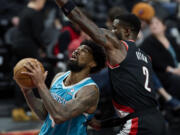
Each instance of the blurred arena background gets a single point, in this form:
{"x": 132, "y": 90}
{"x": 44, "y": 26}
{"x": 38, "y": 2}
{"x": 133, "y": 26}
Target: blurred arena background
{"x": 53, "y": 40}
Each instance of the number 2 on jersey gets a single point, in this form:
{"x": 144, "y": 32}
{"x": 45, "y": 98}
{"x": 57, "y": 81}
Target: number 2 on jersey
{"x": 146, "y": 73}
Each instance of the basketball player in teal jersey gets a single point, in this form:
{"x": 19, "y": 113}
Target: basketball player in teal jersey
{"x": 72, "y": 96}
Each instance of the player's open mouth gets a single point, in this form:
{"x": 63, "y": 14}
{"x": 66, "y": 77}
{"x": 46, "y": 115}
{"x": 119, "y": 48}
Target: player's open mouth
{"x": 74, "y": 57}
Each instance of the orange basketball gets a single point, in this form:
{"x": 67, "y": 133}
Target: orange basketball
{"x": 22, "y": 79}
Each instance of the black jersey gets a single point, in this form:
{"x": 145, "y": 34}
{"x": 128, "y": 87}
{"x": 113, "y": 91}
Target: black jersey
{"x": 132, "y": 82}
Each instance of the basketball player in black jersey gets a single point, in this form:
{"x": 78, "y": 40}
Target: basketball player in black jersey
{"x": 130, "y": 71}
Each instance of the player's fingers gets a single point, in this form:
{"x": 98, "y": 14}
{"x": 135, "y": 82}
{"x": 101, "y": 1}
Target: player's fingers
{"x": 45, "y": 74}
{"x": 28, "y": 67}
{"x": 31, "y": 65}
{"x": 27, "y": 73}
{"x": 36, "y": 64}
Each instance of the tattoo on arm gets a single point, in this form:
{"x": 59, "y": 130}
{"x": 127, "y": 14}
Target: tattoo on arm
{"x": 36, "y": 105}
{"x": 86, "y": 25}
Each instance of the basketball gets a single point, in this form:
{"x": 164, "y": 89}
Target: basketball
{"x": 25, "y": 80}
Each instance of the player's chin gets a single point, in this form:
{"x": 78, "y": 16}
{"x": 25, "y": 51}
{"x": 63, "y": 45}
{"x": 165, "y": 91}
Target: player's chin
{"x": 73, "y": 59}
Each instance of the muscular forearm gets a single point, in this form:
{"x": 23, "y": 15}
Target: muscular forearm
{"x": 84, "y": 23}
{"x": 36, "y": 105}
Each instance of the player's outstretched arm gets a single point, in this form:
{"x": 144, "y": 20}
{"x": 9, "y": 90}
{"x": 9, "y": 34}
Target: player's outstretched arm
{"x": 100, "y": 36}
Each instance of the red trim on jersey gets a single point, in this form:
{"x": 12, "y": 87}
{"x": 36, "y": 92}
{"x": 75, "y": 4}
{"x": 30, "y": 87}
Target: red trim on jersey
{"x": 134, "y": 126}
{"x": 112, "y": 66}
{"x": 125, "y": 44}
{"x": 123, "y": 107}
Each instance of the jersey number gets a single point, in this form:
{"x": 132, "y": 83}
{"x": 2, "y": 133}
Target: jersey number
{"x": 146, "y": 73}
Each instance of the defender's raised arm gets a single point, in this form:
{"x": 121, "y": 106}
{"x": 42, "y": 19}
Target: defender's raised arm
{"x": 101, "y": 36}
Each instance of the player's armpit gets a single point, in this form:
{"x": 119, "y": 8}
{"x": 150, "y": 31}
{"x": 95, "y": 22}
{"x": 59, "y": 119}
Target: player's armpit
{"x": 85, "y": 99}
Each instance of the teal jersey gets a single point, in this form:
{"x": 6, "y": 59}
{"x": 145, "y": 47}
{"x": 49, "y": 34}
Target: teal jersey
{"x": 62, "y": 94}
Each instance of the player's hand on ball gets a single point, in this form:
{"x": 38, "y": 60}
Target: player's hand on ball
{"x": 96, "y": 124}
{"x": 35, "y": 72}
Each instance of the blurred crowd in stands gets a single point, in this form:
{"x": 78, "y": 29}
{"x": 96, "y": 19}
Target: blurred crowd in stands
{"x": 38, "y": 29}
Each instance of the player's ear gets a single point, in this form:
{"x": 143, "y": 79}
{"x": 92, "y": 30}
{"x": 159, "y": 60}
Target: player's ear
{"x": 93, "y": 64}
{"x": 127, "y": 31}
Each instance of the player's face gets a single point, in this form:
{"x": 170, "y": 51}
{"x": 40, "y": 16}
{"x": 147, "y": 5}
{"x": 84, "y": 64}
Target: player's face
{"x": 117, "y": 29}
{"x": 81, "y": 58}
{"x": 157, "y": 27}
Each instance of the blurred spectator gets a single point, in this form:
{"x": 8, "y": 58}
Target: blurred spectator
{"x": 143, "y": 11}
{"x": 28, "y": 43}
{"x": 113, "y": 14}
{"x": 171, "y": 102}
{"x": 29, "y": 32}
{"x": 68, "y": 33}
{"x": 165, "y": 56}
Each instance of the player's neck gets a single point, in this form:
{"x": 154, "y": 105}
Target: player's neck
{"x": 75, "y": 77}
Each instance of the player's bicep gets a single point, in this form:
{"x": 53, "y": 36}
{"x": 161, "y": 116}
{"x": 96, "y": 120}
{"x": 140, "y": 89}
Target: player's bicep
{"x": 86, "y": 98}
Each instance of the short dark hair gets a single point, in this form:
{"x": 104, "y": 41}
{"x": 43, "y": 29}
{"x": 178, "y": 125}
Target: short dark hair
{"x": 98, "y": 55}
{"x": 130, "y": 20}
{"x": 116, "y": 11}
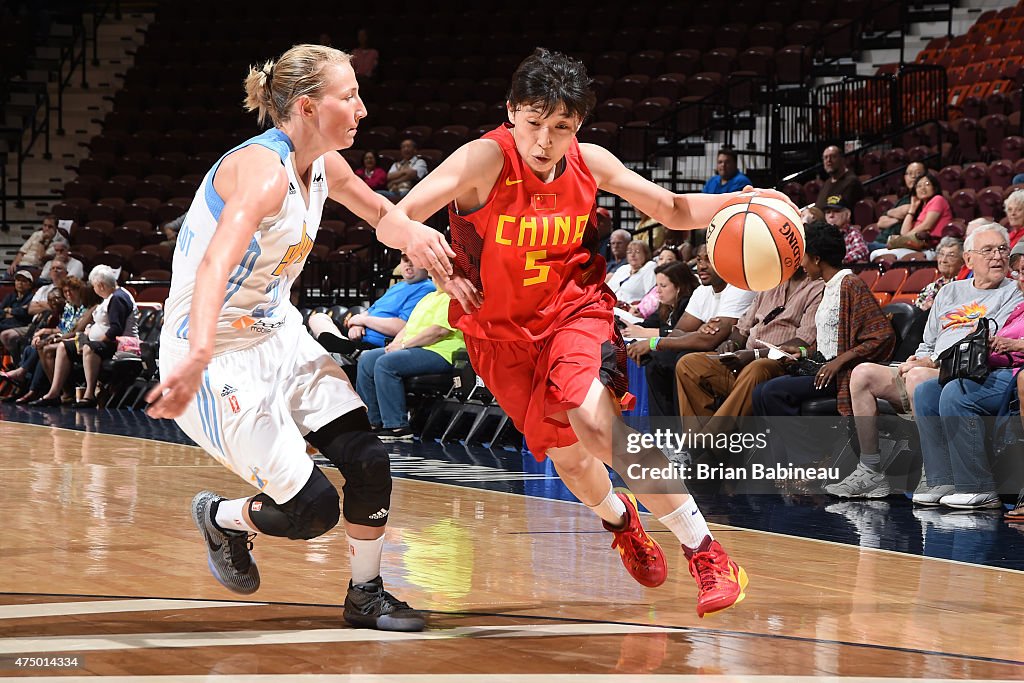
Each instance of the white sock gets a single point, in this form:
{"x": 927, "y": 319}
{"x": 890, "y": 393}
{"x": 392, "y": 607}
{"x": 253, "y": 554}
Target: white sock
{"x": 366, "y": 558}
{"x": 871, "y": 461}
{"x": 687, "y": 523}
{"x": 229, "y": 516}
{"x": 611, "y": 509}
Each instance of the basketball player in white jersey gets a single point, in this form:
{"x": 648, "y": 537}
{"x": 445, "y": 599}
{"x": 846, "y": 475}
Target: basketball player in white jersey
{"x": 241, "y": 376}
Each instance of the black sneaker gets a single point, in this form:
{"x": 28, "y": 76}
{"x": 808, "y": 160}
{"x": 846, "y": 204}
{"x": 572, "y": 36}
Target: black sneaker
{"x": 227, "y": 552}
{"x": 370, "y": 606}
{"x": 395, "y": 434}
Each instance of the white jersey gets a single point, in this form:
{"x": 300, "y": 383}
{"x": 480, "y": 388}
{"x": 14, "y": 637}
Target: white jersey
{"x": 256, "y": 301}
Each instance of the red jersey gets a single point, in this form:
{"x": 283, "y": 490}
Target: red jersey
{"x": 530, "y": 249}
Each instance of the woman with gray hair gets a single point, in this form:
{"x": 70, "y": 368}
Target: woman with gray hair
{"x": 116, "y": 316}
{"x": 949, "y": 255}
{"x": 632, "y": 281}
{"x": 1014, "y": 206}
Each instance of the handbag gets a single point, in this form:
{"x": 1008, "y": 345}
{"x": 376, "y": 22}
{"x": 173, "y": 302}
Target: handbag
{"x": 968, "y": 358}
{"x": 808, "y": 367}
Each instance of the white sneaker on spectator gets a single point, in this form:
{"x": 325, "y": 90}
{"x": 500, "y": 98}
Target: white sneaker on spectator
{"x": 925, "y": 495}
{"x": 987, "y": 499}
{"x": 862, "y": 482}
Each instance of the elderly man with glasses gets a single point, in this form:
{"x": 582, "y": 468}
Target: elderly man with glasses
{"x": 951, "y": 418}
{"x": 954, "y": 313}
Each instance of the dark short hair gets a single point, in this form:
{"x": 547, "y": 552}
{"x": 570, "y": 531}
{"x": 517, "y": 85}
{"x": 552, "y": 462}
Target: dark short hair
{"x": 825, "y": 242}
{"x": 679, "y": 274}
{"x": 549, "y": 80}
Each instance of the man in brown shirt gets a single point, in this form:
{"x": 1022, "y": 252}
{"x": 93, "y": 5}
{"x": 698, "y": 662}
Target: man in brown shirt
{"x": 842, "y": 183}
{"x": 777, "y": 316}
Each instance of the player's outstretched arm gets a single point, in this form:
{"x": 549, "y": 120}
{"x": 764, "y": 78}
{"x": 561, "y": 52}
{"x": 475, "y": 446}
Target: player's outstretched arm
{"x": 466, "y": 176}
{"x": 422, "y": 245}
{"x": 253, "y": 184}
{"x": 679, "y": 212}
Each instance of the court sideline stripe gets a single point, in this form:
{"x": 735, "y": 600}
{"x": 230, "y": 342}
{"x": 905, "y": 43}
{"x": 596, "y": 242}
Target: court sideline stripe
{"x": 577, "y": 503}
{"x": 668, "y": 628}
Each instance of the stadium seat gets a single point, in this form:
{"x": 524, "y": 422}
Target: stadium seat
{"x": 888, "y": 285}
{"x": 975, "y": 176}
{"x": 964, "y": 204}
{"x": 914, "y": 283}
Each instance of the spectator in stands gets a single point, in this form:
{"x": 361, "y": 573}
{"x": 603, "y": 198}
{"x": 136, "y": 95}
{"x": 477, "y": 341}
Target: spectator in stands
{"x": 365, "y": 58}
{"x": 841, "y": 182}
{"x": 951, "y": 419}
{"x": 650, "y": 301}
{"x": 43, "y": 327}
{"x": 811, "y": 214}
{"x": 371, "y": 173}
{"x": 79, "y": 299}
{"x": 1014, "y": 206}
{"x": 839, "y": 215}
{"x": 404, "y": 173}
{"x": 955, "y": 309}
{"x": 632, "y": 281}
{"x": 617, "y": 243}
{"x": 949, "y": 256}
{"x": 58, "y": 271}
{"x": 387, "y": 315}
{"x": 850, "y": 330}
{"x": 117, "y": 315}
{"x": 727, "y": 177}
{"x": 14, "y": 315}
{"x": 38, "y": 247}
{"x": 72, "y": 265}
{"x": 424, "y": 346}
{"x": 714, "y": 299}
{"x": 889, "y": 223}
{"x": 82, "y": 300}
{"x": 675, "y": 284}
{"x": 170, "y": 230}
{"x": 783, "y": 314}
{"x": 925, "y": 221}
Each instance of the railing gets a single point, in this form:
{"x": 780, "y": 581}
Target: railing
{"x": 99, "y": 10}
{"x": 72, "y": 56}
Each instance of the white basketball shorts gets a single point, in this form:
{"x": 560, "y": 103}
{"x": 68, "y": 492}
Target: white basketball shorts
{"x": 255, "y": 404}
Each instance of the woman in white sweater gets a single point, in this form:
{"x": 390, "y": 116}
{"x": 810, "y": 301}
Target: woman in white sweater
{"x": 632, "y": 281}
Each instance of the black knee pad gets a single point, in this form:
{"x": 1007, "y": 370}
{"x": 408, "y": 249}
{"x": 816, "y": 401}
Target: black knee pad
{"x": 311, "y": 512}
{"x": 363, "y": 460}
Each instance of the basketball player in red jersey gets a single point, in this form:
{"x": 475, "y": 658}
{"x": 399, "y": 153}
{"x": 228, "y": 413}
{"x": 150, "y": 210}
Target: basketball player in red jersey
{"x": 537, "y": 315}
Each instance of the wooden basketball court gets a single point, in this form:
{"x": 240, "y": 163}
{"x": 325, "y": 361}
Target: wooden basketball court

PROBLEM DETAILS: Copy exactly the line containing "Each instance of the woman in" and every line after it, ending with the last line of the records above.

EXERCISE RESPONSE:
Each instance of the woman in white sweater gets a single point, in this form:
{"x": 390, "y": 116}
{"x": 810, "y": 301}
Target: woman in white sweater
{"x": 632, "y": 281}
Each instance of the black knee pad gets a single point, in this form:
{"x": 1007, "y": 370}
{"x": 408, "y": 249}
{"x": 816, "y": 401}
Target: black knee pad
{"x": 311, "y": 512}
{"x": 363, "y": 460}
Each instance of the basketball player in red jersey gets a single point, in this form:
{"x": 475, "y": 658}
{"x": 399, "y": 153}
{"x": 228, "y": 413}
{"x": 150, "y": 210}
Target: basketball player in red jersey
{"x": 537, "y": 315}
Each instance of the wooden basketball court gets a single point, in this form:
{"x": 240, "y": 163}
{"x": 325, "y": 361}
Target: wooden basketball court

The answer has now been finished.